▶ [Work to complete]
Repeat each entry in full, exactly.

▶ [Information provided]
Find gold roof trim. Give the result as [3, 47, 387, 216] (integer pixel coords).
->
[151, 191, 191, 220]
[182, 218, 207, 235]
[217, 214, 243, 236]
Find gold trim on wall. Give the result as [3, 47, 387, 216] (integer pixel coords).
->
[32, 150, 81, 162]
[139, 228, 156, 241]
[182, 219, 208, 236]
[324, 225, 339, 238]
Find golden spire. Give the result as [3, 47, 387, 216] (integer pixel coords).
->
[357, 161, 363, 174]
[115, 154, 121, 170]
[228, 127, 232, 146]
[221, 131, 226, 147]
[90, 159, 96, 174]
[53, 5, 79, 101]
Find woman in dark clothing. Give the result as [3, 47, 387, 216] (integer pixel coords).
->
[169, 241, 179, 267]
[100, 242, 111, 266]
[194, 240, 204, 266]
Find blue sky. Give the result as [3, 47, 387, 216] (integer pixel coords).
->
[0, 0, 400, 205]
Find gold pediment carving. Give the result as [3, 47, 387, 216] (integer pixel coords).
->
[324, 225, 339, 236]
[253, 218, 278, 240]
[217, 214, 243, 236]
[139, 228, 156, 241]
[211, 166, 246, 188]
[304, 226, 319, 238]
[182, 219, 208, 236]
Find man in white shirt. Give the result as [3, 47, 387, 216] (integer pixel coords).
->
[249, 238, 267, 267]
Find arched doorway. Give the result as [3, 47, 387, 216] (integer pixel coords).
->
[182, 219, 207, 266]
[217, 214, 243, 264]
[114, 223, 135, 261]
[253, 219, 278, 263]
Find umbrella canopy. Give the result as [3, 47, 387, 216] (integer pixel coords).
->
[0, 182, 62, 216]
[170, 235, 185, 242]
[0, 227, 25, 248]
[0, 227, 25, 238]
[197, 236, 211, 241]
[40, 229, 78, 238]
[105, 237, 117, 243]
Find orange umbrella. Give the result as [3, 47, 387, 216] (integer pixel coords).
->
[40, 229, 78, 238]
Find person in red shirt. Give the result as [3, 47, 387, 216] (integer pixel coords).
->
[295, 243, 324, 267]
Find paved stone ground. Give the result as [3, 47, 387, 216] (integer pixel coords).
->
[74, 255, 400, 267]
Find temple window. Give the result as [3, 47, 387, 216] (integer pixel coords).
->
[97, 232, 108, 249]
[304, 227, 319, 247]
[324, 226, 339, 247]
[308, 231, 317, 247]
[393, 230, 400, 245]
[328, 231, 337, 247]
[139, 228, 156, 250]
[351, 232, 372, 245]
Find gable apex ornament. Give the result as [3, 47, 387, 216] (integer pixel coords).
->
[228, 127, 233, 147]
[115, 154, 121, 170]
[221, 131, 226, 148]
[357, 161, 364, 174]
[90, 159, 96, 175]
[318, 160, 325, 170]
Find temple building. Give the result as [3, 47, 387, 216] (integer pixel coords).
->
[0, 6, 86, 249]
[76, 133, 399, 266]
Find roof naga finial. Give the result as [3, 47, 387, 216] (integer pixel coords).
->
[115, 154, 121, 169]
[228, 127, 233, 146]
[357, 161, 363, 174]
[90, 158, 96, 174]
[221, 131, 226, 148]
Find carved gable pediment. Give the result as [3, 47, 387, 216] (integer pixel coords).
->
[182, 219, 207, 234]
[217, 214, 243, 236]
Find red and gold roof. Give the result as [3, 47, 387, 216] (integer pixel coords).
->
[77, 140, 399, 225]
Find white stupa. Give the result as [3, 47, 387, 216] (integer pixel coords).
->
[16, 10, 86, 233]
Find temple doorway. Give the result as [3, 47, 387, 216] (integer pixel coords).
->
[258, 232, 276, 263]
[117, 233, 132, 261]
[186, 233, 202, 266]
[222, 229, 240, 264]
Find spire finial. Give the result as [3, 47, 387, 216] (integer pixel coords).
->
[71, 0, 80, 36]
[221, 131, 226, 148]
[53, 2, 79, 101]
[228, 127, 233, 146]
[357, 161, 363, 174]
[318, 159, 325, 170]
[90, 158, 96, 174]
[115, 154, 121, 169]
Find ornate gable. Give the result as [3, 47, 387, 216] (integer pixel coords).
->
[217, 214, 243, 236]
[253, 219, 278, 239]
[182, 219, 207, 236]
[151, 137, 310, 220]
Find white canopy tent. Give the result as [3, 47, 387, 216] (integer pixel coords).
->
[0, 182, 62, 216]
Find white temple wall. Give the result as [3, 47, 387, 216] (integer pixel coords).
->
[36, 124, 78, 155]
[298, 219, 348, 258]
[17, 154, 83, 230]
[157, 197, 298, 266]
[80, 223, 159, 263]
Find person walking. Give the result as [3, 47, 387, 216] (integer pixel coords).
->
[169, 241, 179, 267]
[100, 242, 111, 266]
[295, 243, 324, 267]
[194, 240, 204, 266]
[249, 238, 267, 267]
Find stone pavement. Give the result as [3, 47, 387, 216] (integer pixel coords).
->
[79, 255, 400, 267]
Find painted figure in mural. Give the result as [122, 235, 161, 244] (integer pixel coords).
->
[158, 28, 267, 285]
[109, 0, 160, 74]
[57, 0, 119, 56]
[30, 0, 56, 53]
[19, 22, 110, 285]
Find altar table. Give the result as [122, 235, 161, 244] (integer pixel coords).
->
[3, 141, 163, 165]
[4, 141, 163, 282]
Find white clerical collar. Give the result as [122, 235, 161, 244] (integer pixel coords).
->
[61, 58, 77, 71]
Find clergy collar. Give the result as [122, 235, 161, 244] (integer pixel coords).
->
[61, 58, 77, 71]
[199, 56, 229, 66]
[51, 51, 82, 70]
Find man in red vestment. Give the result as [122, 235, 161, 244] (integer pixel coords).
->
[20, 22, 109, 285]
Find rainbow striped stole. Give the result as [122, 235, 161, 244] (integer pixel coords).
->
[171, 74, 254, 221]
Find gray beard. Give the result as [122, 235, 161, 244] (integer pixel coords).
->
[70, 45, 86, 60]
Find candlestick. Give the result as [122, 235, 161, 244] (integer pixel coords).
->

▶ [Complete output]
Find gold roof trim. Give the result as [3, 47, 387, 216] (integer pixel coords).
->
[151, 191, 191, 220]
[182, 218, 207, 235]
[217, 214, 243, 236]
Find gold trim on wall. Give the result as [3, 47, 387, 216] (integer pixel coords).
->
[32, 150, 81, 162]
[139, 228, 156, 241]
[182, 219, 208, 236]
[324, 225, 339, 238]
Find golden spire. Give the result as [3, 47, 387, 216] (integer pixel coords).
->
[357, 161, 363, 174]
[115, 154, 121, 170]
[228, 127, 232, 146]
[221, 131, 226, 147]
[90, 159, 96, 174]
[53, 5, 79, 101]
Find woman in dark clothing. Give the result as [3, 47, 387, 216] (integer pixel coords).
->
[169, 241, 179, 267]
[100, 242, 111, 266]
[194, 240, 204, 266]
Find blue sky. Give the result as [3, 47, 387, 216] (integer pixel coords).
->
[0, 0, 400, 205]
Find gold pediment carving. Give the result as [3, 47, 387, 216] (integer pixel coords).
->
[324, 225, 339, 236]
[253, 218, 278, 240]
[217, 214, 243, 236]
[139, 228, 156, 241]
[211, 166, 246, 188]
[304, 226, 319, 238]
[182, 219, 208, 236]
Find man in white shirt. Give the result as [3, 47, 387, 216] (integer pixel coords).
->
[249, 238, 267, 267]
Find arched doorway. Give the result as [3, 47, 387, 216] (integer pixel coords).
->
[182, 219, 207, 266]
[217, 214, 243, 264]
[114, 223, 135, 261]
[253, 219, 278, 263]
Find umbrella canopy. Give the result as [3, 47, 387, 216] (integer pixel coords).
->
[0, 182, 62, 216]
[170, 235, 185, 242]
[0, 227, 25, 248]
[0, 227, 25, 238]
[197, 236, 211, 241]
[40, 229, 78, 238]
[105, 237, 117, 243]
Find orange umbrella. Give the result as [3, 47, 387, 216] (integer pixel coords).
->
[40, 229, 78, 238]
Find person in red shirt. Give the result as [3, 47, 387, 216] (integer pixel coords).
->
[295, 243, 324, 267]
Find paved stone ground. Give the result as [3, 47, 387, 216] (integer pixel coords).
->
[74, 255, 400, 267]
Find temple window. Give the result as [3, 47, 387, 216] (integer pixel coords).
->
[97, 232, 108, 249]
[304, 227, 319, 247]
[324, 226, 339, 247]
[308, 231, 317, 247]
[393, 230, 400, 245]
[328, 231, 337, 247]
[139, 228, 156, 250]
[351, 232, 372, 245]
Find gable apex ornament. Give the result as [3, 47, 387, 216] (integer pixel coords).
->
[228, 127, 233, 147]
[115, 154, 121, 170]
[221, 131, 226, 148]
[357, 161, 364, 174]
[90, 159, 96, 175]
[318, 160, 325, 170]
Find temple building. Give the result as [3, 47, 387, 216] (integer pixel coords).
->
[0, 6, 86, 249]
[76, 133, 399, 266]
Find roof naga finial. Give the result as [3, 47, 387, 216] (integer pixel coords).
->
[115, 154, 121, 169]
[228, 127, 233, 146]
[357, 161, 363, 174]
[90, 158, 96, 174]
[221, 131, 226, 148]
Find carved gable pediment. Give the result as [3, 47, 387, 216] (integer pixel coords).
->
[182, 219, 207, 234]
[217, 214, 243, 236]
Find red and gold roof. Give the result as [3, 47, 387, 216] (integer pixel coords).
->
[77, 140, 399, 225]
Find white stupa. Give the result as [3, 47, 387, 216] (integer pixel coords).
->
[16, 10, 86, 233]
Find temple doorway. Give the result as [3, 47, 387, 216] (integer pixel coords).
->
[258, 232, 276, 263]
[117, 233, 132, 261]
[186, 233, 202, 266]
[222, 229, 240, 264]
Find spire finial. Give the result as [3, 47, 387, 216] (integer pixel coords).
->
[71, 0, 80, 36]
[221, 131, 226, 148]
[53, 2, 79, 101]
[228, 127, 233, 146]
[357, 161, 363, 174]
[318, 159, 325, 170]
[90, 158, 96, 174]
[115, 154, 121, 169]
Find ornate gable. Give the result as [3, 47, 387, 216] (integer pixel coords).
->
[217, 214, 243, 236]
[253, 219, 278, 239]
[182, 219, 207, 236]
[151, 137, 310, 220]
Find white canopy tent. Give the result as [3, 47, 387, 216] (integer pixel coords).
->
[0, 182, 62, 216]
Find white temple wall. Give the result as [3, 47, 387, 216] (integer pixel coords).
->
[36, 124, 78, 155]
[298, 219, 348, 258]
[17, 154, 83, 230]
[157, 197, 298, 266]
[80, 223, 159, 263]
Find person walking. Give the result as [3, 47, 387, 216] (integer pixel coords).
->
[169, 241, 179, 267]
[100, 242, 111, 266]
[295, 243, 324, 267]
[194, 240, 204, 266]
[249, 238, 267, 267]
Find stone pavement. Give the result as [3, 47, 387, 216] (integer pixel coords).
->
[79, 255, 400, 267]
Find painted figure in mural. Give the result as [122, 235, 161, 244] (integer pixel coords).
->
[158, 28, 267, 285]
[109, 0, 160, 74]
[57, 0, 119, 56]
[30, 0, 56, 53]
[19, 22, 110, 285]
Find altar table. Give the result as [122, 235, 161, 244] (integer pixel coords).
->
[3, 141, 163, 165]
[4, 141, 163, 282]
Find white clerical collar. Give the result as [122, 235, 161, 244] (integer pixel coords).
->
[61, 58, 77, 71]
Find clergy collar. Give the result as [122, 235, 161, 244] (integer pixel coords).
->
[61, 58, 77, 71]
[199, 56, 229, 66]
[51, 51, 82, 70]
Find man in red vestment. Give the result as [122, 235, 161, 244] (integer pixel coords).
->
[20, 22, 109, 285]
Find rainbow striped stole. Give the result as [122, 235, 161, 244] (integer pixel coords).
->
[171, 74, 254, 221]
Find gray beard. Give the result as [122, 235, 161, 244] (integer pixel coords).
->
[70, 45, 86, 60]
Find candlestick. Give the result as [122, 235, 161, 244] (integer pixel coords).
->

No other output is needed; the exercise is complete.